Records shown>
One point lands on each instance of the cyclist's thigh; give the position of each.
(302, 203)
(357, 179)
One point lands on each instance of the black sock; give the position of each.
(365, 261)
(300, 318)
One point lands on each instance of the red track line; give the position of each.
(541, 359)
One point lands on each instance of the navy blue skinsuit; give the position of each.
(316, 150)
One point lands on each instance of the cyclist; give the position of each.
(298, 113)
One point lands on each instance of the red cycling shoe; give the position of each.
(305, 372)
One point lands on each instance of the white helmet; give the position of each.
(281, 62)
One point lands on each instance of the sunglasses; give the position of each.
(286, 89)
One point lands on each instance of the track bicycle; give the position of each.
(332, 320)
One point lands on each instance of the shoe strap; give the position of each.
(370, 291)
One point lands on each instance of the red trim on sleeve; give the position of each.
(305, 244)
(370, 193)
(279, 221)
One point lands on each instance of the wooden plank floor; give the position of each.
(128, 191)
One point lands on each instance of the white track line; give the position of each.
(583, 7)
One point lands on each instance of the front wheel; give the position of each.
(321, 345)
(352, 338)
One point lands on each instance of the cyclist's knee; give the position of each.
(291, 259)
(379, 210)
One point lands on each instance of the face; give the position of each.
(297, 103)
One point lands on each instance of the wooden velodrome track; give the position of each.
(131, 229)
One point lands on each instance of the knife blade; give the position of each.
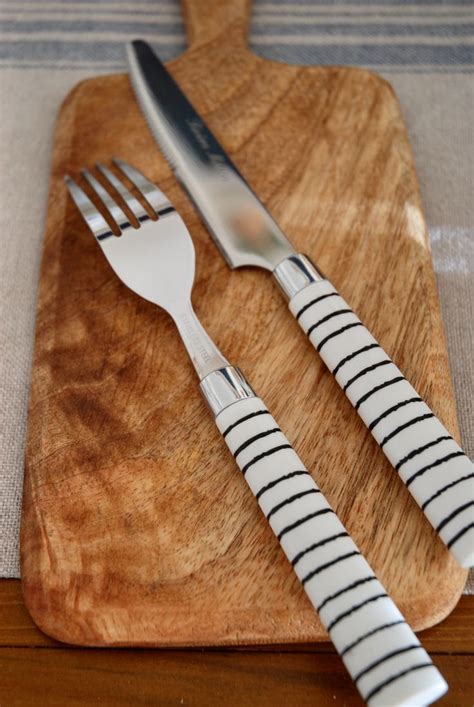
(430, 463)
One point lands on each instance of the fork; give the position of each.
(156, 261)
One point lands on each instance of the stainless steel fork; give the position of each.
(156, 261)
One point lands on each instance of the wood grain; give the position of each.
(138, 528)
(259, 679)
(453, 635)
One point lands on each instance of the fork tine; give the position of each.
(94, 219)
(133, 204)
(154, 196)
(114, 209)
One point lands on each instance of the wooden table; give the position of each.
(35, 670)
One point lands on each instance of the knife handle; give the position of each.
(431, 464)
(382, 654)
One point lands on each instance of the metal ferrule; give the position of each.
(223, 387)
(295, 273)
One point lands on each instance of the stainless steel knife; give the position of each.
(430, 463)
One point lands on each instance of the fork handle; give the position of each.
(430, 463)
(379, 649)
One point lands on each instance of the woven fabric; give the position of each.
(423, 49)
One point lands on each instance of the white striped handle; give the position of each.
(382, 654)
(431, 464)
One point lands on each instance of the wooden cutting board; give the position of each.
(138, 528)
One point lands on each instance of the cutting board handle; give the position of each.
(206, 20)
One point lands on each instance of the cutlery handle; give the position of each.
(430, 463)
(383, 656)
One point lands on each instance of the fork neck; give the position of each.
(202, 351)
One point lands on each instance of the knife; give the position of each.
(430, 463)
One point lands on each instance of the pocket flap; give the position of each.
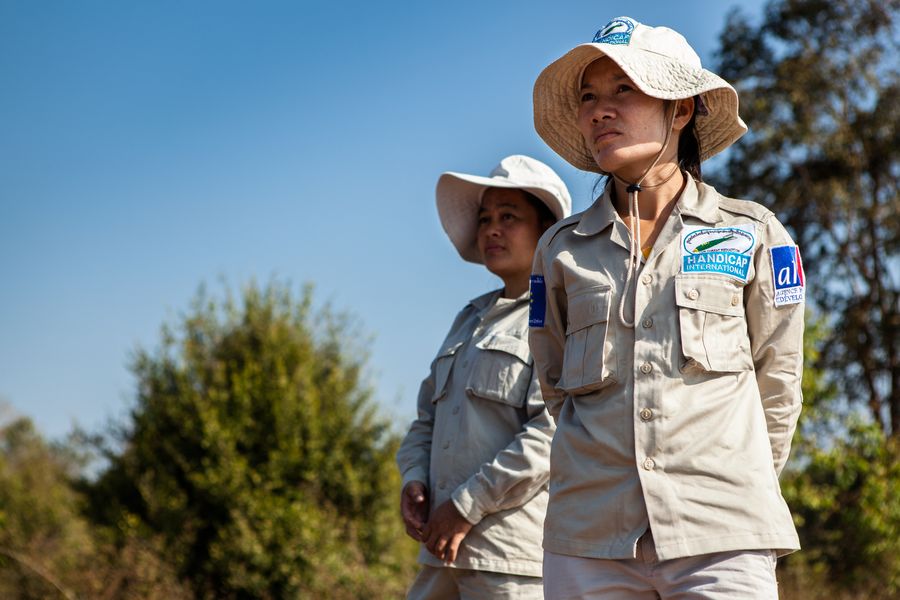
(516, 346)
(711, 294)
(587, 308)
(448, 350)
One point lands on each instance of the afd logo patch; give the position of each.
(787, 273)
(722, 250)
(618, 31)
(537, 308)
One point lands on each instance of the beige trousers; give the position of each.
(436, 583)
(739, 575)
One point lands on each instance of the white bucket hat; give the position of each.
(459, 197)
(661, 64)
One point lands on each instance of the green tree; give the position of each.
(843, 486)
(47, 548)
(255, 452)
(819, 82)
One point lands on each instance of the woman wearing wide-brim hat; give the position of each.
(667, 325)
(475, 462)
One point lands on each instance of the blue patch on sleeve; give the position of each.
(538, 306)
(787, 274)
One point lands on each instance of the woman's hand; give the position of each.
(445, 531)
(414, 508)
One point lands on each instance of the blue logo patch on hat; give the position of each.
(617, 31)
(537, 308)
(787, 271)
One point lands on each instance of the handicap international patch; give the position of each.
(722, 250)
(618, 31)
(787, 273)
(538, 303)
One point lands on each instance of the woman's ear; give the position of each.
(684, 110)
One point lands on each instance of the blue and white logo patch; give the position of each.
(537, 308)
(617, 31)
(722, 250)
(787, 273)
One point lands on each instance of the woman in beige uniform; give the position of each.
(667, 325)
(475, 462)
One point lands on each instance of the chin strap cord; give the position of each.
(634, 247)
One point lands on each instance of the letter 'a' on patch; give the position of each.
(787, 274)
(538, 303)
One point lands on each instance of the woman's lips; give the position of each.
(604, 136)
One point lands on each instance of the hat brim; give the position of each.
(556, 94)
(459, 200)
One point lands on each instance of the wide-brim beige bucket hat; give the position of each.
(661, 64)
(459, 197)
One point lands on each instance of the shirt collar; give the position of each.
(695, 201)
(486, 301)
(699, 201)
(599, 216)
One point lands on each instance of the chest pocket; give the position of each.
(712, 322)
(589, 362)
(501, 371)
(442, 366)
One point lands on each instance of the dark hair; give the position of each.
(689, 145)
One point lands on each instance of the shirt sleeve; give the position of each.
(776, 340)
(547, 330)
(414, 455)
(517, 472)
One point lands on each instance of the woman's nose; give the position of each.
(601, 111)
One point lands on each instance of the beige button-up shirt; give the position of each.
(683, 423)
(482, 438)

Description of the task> All the material shown above is to be copied exactly, with no pictures carried over.

Written answer>
One point lands on each instance of the cyclist's thigh; give the position of each.
(302, 203)
(357, 179)
One point lands on each instance of the black sock; give the position of each.
(365, 261)
(300, 318)
One point lands on each instance of the red track line; give the position of each.
(541, 359)
One point lands on each instance of the navy blue skinsuit; give the position of each.
(316, 150)
One point lands on each instance of the cyclist; give the position of each.
(298, 113)
One point lands on each instance of the red cycling shoe; give the position of each.
(305, 372)
One point lands on each instance of the white helmet; give the position of each.
(281, 62)
One point lands on each instance of the sunglasses; give the position of each.
(286, 89)
One point lands on each instance of the track bicycle; give the position of each.
(332, 320)
One point lands on each instance of the shoe strap; give the position of each.
(370, 291)
One point lands on each instance of the red trim on sleeve; give the position of each.
(305, 244)
(370, 193)
(279, 221)
One point lands on each instance of the wooden plank floor; give the position of each.
(128, 191)
One point lands on each instance of the white track line; give the position of each.
(583, 7)
One point lands on each instance of the front wheel; give the position of each.
(321, 345)
(352, 338)
One point lands on each instance of the cyclist's knee; give the position of each.
(291, 259)
(379, 210)
One point lands on each instance of the face; give the position of each.
(297, 103)
One point lands on each instance of the wooden velodrome track; give the position of each.
(131, 229)
One point lands on each instance of the knife blade; give the position of each.
(430, 463)
One point lands on each instance of the fork; give the position of each.
(156, 261)
One point lands on each instance of the stainless steel fork; give the position of each.
(156, 261)
One point lands on each instance of the wood grain; give the position of each.
(138, 528)
(259, 679)
(453, 635)
One point lands on each instance of the fork tine; give the position of each.
(94, 219)
(133, 204)
(154, 196)
(114, 209)
One point lands on each instance of the wooden table; give the position of each.
(35, 670)
One point lands on each instance of the knife handle; give the position of each.
(431, 464)
(382, 654)
One point lands on each instance of the metal ferrule; give the position of each.
(223, 387)
(295, 273)
One point lands on each instance of the stainless steel knife; give the position of each.
(430, 463)
One point lands on each instance of the fork handle; give the position of each.
(430, 463)
(379, 649)
One point lands on each instance of the woven fabric; give the position of each.
(423, 49)
One point lands on each instance of the white striped handle; give the position of each.
(382, 654)
(431, 464)
One point lands on each instance of the wooden cutting board; give the position of each.
(138, 528)
One point lands on each instance of the cutting board handle; give the position of each.
(206, 20)
One point lands on each instance of the cutlery handle; give the position of each.
(430, 463)
(383, 656)
One point lands on each instance of the fork neck; give the position of each.
(202, 351)
One point lands on each instance of the knife; give the position of each.
(430, 463)
One point lands on each instance of the pocket flap; give the position of each.
(516, 346)
(711, 294)
(587, 308)
(448, 350)
One point lands on each instance of the afd logo patch; give the position of each.
(787, 273)
(722, 250)
(618, 31)
(537, 308)
One point lands on each instance of the beige trousers; give the position of each.
(436, 583)
(739, 575)
One point lands on each instance of the white bucket hat; give the position of each.
(459, 197)
(661, 64)
One point lands on each instance of the green tree; give the position of each.
(843, 486)
(47, 548)
(255, 452)
(819, 82)
One point lands on each instance of the woman wearing wide-brim hat; give the position of each.
(667, 325)
(475, 462)
One point lands on each instance of the blue patch on sleeve; give the position of each.
(538, 306)
(787, 274)
One point lands on each instance of the woman's hand; give the position of each.
(445, 531)
(414, 508)
One point lands on each instance of the blue logo patch on hat; give the position of each.
(617, 31)
(537, 308)
(787, 271)
One point lands on each instance of the handicap international patch; give the position of each.
(722, 250)
(618, 31)
(787, 273)
(538, 303)
One point lands on each instance of the woman's ear; give the position of each.
(684, 110)
One point lands on each instance of the blue and white logo patch; give the position of each.
(537, 308)
(617, 31)
(722, 250)
(787, 273)
One point lands on each instance of the woman in beige uniform; give the position of each.
(667, 325)
(475, 462)
One point lands on each instance of the chin strap cord; give the position of each.
(634, 247)
One point lands on each instance of the letter 'a' on patch; give the position of each.
(787, 274)
(538, 303)
One point lands on each instance of the woman's lips; give the position of each.
(604, 136)
One point lands on each instance of the hat brim; give the position of each.
(556, 94)
(459, 200)
One point lands on each instance of the wide-brim beige bucket hat; give the position of each.
(661, 64)
(459, 197)
One point lands on each instance of the shirt collar; give the position of each.
(695, 201)
(486, 301)
(699, 201)
(599, 216)
One point lands on each instance of the chest pocket; give the position of each.
(712, 322)
(589, 362)
(501, 371)
(442, 366)
One point lands on each instance of the dark hair; give the position of each.
(689, 145)
One point lands on each instance of the shirt sleeve; give the position of each.
(776, 340)
(547, 330)
(414, 455)
(517, 472)
One point lands on each instance of the woman's nose; give the position of each.
(601, 111)
One point lands on each instance of the beige button-up shirt; give the position of each.
(683, 423)
(482, 438)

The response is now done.